> Directions
Repeat every record below exactly as written.

> Supplied records
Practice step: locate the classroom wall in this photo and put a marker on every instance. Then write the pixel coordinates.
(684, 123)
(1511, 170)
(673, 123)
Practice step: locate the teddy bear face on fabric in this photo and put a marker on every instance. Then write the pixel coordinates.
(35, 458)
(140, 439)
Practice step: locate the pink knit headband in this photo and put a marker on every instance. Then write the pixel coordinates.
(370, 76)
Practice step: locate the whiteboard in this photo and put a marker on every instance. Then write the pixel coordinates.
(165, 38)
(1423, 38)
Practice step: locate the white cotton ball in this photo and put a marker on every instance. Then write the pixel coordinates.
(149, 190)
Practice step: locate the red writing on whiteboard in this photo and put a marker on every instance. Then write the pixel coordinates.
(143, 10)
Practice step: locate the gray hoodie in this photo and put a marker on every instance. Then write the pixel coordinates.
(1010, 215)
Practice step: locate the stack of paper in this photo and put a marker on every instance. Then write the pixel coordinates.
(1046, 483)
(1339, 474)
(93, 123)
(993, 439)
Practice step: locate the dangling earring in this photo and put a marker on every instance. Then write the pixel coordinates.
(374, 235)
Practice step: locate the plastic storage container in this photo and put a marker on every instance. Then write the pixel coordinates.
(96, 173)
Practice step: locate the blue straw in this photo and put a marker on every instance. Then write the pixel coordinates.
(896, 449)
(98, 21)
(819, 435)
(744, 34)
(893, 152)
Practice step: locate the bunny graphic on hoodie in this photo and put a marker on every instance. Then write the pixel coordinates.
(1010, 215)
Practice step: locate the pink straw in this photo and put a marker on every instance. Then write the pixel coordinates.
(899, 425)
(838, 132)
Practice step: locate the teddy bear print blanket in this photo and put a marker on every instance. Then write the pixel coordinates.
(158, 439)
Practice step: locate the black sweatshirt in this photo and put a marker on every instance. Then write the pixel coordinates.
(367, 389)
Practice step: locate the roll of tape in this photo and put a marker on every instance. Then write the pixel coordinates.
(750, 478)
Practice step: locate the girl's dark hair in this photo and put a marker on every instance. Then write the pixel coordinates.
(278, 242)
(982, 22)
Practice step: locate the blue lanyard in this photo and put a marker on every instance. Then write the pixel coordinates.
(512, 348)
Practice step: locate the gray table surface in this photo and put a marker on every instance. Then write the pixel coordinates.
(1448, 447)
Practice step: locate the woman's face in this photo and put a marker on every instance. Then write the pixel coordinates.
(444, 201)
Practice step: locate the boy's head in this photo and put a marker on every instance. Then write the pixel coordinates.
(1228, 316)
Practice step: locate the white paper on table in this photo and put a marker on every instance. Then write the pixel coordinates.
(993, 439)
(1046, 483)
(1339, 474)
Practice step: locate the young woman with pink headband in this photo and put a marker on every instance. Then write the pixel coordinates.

> Result for this exercise
Practice step: locate the classroom wall in this photo and put a marker on every instance. Then write the pixel coordinates.
(684, 123)
(1511, 170)
(673, 123)
Practice step: locate the teddy bear face on fabric in this photo and put a marker on every instance. Then write the pixel coordinates.
(35, 458)
(140, 439)
Practice step: locate the pink knit headband in this photo and put a marker on every instance. Then write the pixel coordinates.
(370, 76)
Practice step: locate the whiteboard in this photo and put a marker on every instance. Then write the pixel coordinates.
(165, 38)
(1423, 38)
Practice step: locate the white cotton ball in this photo and put a marker on every instance. Then write the pixel coordinates.
(149, 190)
Practice step: locate the red writing on whiteboard in this photo and put a marker on every instance. Then write the pixel coordinates.
(143, 10)
Practice step: locate the gray hoodie in this photo and put a marker on every instance. Then write the pixel coordinates.
(1010, 215)
Practice step: locate the stack of paper in this photo and put a marker on every instance. Then write the pixel coordinates.
(1046, 483)
(1339, 474)
(93, 123)
(993, 439)
Practice step: locate the dangling earring in this photo and put a marker on every instance. Then write the pixel coordinates.
(374, 235)
Practice step: locate the plastic storage container in this photo and put a marker on every instance. Then write the pixel coordinates.
(96, 173)
Practice step: locate the blue straw in this photo and put a marker on every instance. Then write the pixel coordinates.
(896, 449)
(98, 21)
(819, 435)
(744, 34)
(893, 152)
Practice step: locate the bunny graphic on hoodie in this photo and put a marker on every instance. Then write the pixel coordinates.
(1010, 215)
Practice step: locate the pink straw in this photo and put a marker on every instance. Then write the pixel coordinates.
(899, 425)
(838, 132)
Practice step: locate the teddy bear print blanket in this photo and put a marker on every instance. Then write the pixel coordinates.
(158, 439)
Practice step: locate the black sweatshirt in this photo and put a marker on every instance. Then write the pixel coordinates.
(367, 389)
Practice step: locate the roll of tape in this photo and put a marker on every instance. Then write the pixel coordinates.
(750, 478)
Practice step: locate the girl's dark hair in this photo and put a marker on every instance. Then write the pixel coordinates.
(278, 242)
(982, 22)
Practice step: locate the blue lanyard in this photo and put a marker on every instance. Then write the pixel coordinates.
(512, 348)
Practice step: locate the gray table surface in this photo and put a marker on every instance. Then write the pixel coordinates.
(1448, 447)
Practice step: locate the woman's face in this photo and put a marker on every instance. Then write the pixel coordinates.
(444, 201)
Practice step: locate the boy's head in this photo and put a marker on every instance. Then write the pixel coordinates.
(1228, 316)
Practice step: locate the white paper on table in this photo and put a marker on every instance. Then write the pixel coordinates.
(993, 439)
(1046, 483)
(1339, 474)
Practice step: locate the young woman with pink headband in this photo and put a marker on every instance. Then write the pixel coordinates.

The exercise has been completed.